#### [Passage]
[Begin]

Nothing is therefore more important for you to remember than the fact
that endogamy is foreign to the people of India.  The various _gotras_
of India are and have been exogamous: so are the other groups with
totemic organization.  It is no exaggeration to say that with the people
of India exogamy is a creed and none dare infringe it, so much so that,
in spite of the endogamy of the Castes within them, exogamy is strictly
observed and that there are more rigorous penalties for violating
exogamy than there are for violating endogamy.  You will, therefore,
readily see that with exogamy as the rule there could be no Castes, for
exogamy means fusion.  But we _have_ Castes; consequently in the final
analysis creation of Castes, so far as India is concerned, means the
superposition of endogamy on exogamy.  However, in an originally
exogamous population an easy working out of endogamy (which is
equivalent to the creation of Caste) is a grave problem, and it is in
the consideration of the means utilized for the preservation of endogamy
against exogamy that we may hope to find the solution of our problem.

Thus the *superposition of endogamy on exogamy means the creation of
Caste*.  But this is not an easy affair.  Let us take an imaginary group
that desires to make itself into a Caste and analyse what means it will
have to adopt to make itself endogamous.  If a group desires to make
itself endogamous a formal injunction against intermarriage with outside
groups will be of no avail, especially if prior to the introduction of
endogamy, exogamy had been the rule in all matrimonial relations.
Again, there is a tendency in all groups lying in close contact with one
another to assimilate and amalgamate, and thus consolidate into a
homogenous society.  If this tendency is to be strongly counteracted in
the interest of Caste formation, it is absolutely necessary to
circumscribe a circle outside which people should not contract

Nevertheless, this encircling to prevent marriages from without creates
problems from within which are not very easy of solution. Roughly
speaking, in a normal group the [pg 85] two sexes are more or less
evenly distributed, and generally speaking there is an equality between
those of the same age.  The equality is, however, never quite realized
in actual societies.  At the same time to the group that is desirous of
making itself into a caste the maintenance of equality between the sexes
becomes the ultimate goal, for without it endogamy can no longer
subsist.  In other words, if endogamy is to be preserved conjugal rights
from within have to be provided for, otherwise members of the group will
be driven out of the circle to take care of themselves in any way they
can.  But in order that the conjugal rights be provided for from within,
it is absolutely necessary to maintain a numerical equality between the
marriageable units of the two sexes within the group desirous of making
itself into a Caste.  It is only through the maintenance of such an
equality that the necessary endogamy of the group can be kept intact,
and a very large disparity is sure to break it.

*The problem of Caste, then, ultimately resolves itself into one of
repairing the disparity between the marriageable units of the two sexes
within it*.  Left to nature, the much needed parity between the units
can be realized only when a couple dies simultaneously.  But this is a
rare contingency.  The husband may die before the wife and create a
_surplus woman_, who must be disposed of, else through intermarriage she
will violate the endogamy of the group.  In like manner the husband may
survive his wife and be a _surplus man_, whom the group, while it may
sympathise with him for the sad bereavement, has to dispose of, else he
will marry outside the Caste and will break the endogamy.  Thus both the
_surplus man_ and the _surplus woman_ constitute a menace to the Caste
if not taken care of, for not finding suitable partners inside their
prescribed circle (and left to themselves they cannot find any, for if
the matter be not regulated there can only be just enough pairs to go
round) very likely they will transgress the boundary, marry outside and
import offspring that is foreign to the Caste.

[End]

#### [Task directions]
Copy the passage on caste and endogamy starting with "Thus the *superposition" and going on through "all matrimonial relations.", swapping "injunction" for "prohibition".

#### [Material]
[Begin]

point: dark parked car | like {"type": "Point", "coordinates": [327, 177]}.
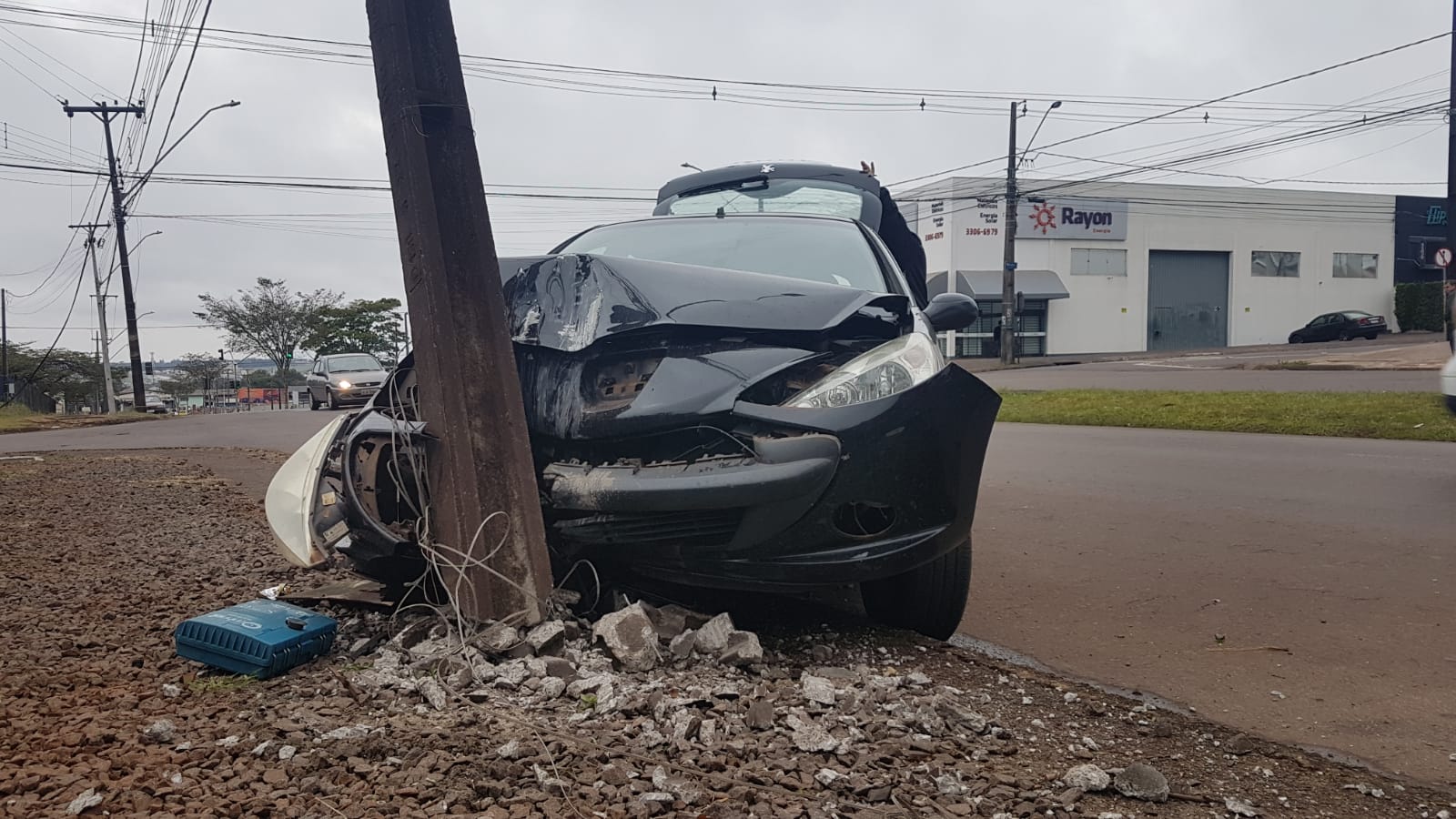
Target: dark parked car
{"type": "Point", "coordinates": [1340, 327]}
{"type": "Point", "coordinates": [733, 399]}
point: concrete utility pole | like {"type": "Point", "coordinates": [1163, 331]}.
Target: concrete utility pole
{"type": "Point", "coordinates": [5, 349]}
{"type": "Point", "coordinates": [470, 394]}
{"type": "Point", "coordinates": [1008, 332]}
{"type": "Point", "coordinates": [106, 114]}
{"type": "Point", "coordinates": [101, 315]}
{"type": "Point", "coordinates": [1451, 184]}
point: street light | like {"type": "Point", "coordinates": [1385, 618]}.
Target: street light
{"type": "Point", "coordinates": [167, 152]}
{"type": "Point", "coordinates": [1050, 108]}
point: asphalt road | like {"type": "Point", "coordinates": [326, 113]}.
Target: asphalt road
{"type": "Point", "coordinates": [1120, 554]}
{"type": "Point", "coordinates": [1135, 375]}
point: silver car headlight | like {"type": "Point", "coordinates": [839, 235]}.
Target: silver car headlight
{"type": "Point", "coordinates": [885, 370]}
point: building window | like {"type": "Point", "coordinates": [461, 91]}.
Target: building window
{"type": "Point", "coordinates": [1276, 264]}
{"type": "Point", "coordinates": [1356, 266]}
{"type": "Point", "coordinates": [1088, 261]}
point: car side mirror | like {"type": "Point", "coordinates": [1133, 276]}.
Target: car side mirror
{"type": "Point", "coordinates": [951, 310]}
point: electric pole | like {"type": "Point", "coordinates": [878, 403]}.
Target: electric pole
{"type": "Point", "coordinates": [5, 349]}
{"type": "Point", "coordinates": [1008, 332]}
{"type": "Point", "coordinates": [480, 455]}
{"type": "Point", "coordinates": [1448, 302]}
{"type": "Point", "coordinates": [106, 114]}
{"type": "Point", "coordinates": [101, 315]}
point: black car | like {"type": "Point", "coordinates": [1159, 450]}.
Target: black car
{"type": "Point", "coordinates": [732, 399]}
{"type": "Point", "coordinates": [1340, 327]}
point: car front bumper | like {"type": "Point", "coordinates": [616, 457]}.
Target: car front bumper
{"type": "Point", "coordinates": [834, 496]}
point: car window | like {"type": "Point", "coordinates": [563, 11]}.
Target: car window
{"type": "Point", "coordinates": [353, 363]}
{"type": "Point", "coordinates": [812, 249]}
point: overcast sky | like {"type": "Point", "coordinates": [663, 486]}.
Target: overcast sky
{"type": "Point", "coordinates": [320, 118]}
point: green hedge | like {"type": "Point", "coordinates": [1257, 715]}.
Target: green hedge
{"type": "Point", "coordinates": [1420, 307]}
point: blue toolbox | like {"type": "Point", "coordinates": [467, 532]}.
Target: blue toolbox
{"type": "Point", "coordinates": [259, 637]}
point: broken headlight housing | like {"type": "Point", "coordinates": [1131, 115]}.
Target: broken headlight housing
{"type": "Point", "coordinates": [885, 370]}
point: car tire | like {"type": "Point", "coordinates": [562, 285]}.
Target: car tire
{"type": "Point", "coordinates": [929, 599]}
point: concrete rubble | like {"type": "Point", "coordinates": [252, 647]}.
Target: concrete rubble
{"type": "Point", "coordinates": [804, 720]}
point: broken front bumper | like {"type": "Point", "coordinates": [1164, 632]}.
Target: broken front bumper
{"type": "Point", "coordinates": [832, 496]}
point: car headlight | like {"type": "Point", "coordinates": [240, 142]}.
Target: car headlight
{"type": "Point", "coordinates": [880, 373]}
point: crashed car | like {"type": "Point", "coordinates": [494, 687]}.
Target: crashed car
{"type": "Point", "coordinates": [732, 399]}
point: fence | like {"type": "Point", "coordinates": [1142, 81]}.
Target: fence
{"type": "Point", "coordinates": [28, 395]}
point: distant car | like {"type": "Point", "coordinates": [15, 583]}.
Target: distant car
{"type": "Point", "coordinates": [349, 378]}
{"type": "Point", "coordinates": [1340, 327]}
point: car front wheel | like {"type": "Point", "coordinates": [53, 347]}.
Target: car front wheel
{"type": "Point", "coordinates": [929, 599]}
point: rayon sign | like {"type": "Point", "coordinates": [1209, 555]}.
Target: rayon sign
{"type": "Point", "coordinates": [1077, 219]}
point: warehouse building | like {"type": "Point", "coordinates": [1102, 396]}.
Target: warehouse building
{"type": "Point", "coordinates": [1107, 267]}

[End]

#### [Full response]
Thus the *superposition of endogamy on exogamy means the creation of
Caste*.  But this is not an easy affair.  Let us take an imaginary group
that desires to make itself into a Caste and analyse what means it will
have to adopt to make itself endogamous.  If a group desires to make
itself endogamous a formal prohibition against intermarriage with outside
groups will be of no avail, especially if prior to the introduction of
endogamy, exogamy had been the rule in all matrimonial relations.